GIVEN INSTRUCTION A>
Return the part of the MySQL thread that begins at "mysql: create table" and stops after "affected (0.01 sec)", copied word for word.

----------

After a few weeks of failure, we finally gave up and did it the slow way,
unweigh a slave, do the alter offline, catch up in replication, and fail over.
Repeat as needed.

Percona's OSC is great for the cases where it works, but there are still many
cases where it doesn't.

------
zzzeek
this is my favorite MySQL "decision", that the GROUP BY keyword by default
(that is, unless you turn it off with the late-added magic flag
ONLY_FULL_GROUP_BY) will gladly select an essentially "random" (well, the
first row based on INSERT order, which in SQL is as good as random) row for
you:

    
    
        mysql: create table data (token_a varchar(10), token_b varchar(10));
    	Query OK, 0 rows affected (0.05 sec)
    
        mysql: insert into data (token_a, token_b) values ('A', 'A');
    	Query OK, 1 row affected (0.01 sec)
    
        mysql: insert into data (token_a, token_b) values ('A', 'B');
    	Query OK, 1 row affected (0.00 sec)

----------

GIVEN INSTRUCTION B>
Report each line of the records below that contains the string "window". Case counts.

GIVEN DATA>
----------

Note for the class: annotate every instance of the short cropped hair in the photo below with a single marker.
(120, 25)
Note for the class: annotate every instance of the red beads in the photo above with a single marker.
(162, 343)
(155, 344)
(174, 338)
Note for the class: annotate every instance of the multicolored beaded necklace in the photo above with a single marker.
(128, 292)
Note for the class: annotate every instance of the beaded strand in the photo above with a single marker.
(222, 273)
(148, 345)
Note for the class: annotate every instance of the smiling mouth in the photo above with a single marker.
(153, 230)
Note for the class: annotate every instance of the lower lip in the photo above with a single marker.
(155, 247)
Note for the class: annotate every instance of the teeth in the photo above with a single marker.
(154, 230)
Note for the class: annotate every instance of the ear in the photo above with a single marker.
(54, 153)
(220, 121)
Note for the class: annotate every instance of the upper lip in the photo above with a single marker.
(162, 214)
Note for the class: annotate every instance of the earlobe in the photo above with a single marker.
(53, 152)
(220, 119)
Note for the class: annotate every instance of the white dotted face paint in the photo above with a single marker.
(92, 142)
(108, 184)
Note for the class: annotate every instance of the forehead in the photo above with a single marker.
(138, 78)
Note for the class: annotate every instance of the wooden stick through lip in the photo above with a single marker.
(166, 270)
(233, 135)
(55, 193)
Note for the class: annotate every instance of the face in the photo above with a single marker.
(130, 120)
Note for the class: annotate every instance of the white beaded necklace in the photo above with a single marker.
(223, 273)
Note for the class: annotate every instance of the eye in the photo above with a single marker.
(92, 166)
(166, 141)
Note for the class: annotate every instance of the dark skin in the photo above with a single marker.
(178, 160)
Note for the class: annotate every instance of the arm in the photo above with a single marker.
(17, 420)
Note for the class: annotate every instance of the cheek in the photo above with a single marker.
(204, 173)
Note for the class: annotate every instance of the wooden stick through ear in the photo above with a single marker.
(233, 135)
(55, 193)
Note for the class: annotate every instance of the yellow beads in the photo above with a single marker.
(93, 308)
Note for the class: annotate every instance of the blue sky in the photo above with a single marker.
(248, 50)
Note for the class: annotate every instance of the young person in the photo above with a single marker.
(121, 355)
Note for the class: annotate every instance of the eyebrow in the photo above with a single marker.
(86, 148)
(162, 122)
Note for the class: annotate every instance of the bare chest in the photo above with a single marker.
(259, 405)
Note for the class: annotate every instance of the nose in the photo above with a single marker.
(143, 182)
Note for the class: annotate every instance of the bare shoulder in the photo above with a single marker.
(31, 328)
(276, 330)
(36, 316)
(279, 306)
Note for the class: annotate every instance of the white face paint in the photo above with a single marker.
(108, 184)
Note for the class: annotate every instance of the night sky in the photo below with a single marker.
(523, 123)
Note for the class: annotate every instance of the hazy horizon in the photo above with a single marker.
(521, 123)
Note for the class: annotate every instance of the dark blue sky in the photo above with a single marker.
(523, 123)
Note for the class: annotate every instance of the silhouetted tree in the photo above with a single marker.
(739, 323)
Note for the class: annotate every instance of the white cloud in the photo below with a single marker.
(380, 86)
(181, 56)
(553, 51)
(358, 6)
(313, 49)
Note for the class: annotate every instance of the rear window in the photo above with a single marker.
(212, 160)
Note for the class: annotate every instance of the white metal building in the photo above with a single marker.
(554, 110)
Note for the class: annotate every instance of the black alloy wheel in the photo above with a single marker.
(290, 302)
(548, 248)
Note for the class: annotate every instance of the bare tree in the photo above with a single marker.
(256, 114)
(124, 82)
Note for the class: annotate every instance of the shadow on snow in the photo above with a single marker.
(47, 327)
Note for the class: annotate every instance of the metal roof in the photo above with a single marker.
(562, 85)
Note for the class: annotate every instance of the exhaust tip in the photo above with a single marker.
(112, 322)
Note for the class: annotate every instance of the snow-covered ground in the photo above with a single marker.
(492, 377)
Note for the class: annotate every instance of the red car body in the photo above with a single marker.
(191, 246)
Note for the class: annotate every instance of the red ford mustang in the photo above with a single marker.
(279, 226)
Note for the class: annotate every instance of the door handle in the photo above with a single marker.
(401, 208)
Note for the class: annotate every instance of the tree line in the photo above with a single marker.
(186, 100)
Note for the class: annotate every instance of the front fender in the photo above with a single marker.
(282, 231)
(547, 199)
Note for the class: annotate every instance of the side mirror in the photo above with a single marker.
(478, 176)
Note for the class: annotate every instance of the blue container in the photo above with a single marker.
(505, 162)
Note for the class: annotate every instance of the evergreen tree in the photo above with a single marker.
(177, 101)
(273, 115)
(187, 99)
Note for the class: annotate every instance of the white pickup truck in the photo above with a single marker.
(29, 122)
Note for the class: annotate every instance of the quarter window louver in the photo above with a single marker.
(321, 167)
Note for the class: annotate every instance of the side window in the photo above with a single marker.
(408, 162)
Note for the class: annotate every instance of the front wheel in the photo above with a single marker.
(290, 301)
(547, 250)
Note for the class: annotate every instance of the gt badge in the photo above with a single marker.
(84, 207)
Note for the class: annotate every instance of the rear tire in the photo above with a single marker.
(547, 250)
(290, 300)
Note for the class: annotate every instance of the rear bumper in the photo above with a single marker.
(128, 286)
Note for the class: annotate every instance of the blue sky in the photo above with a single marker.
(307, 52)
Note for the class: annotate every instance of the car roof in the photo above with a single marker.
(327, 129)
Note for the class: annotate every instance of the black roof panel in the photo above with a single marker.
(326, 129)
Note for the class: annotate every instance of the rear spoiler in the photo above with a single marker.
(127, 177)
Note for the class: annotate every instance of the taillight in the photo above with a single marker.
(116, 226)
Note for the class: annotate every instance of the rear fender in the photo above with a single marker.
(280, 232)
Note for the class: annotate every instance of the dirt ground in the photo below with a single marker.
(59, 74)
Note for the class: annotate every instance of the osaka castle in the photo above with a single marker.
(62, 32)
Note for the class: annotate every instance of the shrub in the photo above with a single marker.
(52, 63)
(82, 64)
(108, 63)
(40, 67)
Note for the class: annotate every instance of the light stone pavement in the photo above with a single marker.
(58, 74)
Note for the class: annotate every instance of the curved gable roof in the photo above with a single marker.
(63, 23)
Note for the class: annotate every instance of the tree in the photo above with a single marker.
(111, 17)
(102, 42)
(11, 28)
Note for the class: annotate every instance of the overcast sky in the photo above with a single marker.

----------

FULL ANSWER A>
mysql: create table data (token_a varchar(10), token_b varchar(10));
    	Query OK, 0 rows affected (0.05 sec)
    
        mysql: insert into data (token_a, token_b) values ('A', 'A');
    	Query OK, 1 row affected (0.01 sec)

FULL ANSWER B>
Note for the class: annotate every instance of the rear window in the photo above with a single marker.
Note for the class: annotate every instance of the quarter window louver in the photo above with a single marker.
Note for the class: annotate every instance of the side window in the photo above with a single marker.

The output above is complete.